• **Your objective**
Write out the entries again exactly as they are given.

• **The data**
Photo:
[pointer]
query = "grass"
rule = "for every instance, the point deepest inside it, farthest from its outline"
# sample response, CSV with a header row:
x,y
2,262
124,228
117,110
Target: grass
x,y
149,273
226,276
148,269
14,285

• **Answer section**
Photo:
[pointer]
query = "grass"
rule = "for every instance, the point deepest inside it, farthest from its outline"
# sample response, CSV with a header row:
x,y
2,262
124,228
117,110
Target: grass
x,y
149,273
226,276
148,269
14,285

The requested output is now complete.